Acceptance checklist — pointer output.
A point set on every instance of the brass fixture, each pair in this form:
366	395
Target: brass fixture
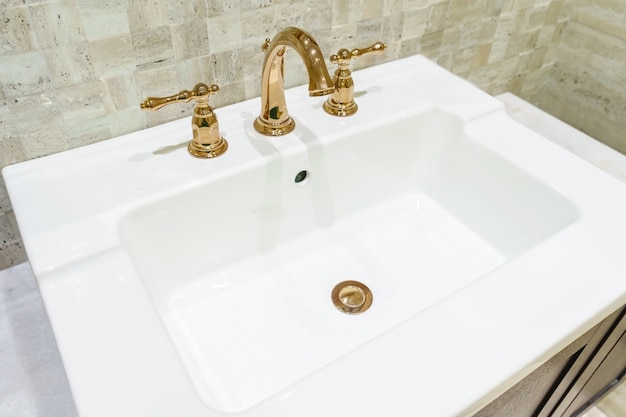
352	297
274	120
341	102
207	141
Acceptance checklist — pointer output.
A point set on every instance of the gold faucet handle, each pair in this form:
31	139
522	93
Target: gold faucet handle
341	101
200	93
207	141
344	56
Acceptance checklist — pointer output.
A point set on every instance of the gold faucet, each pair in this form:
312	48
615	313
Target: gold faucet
341	102
274	120
207	141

+++

Reproduce every line of the three entries, including the requests, and scale each answer point coordinate by 2.3, rounding to the nearest whole number with halves rounded up. Leave the sample pairs in the requests unchanged, and omit the pictures from your answer.

- RESULT OF THIS TASK
Acceptance checklist — pointer output.
A point set on every instance of the brass fixture, each pair in this form:
366	395
Target: brass fixture
810	683
630	276
784	235
476	324
Acceptance checklist — pointer output.
A point set on every instance of the gold faucet handle, each pair in this form:
31	139
522	93
Target: gold faucet handle
784	232
460	214
476	324
791	129
Acceptance checklist — pointer output.
A point set on every instance of the gold faucet, each pair in this form:
312	48
615	313
Target: gold faucet
784	235
630	276
476	324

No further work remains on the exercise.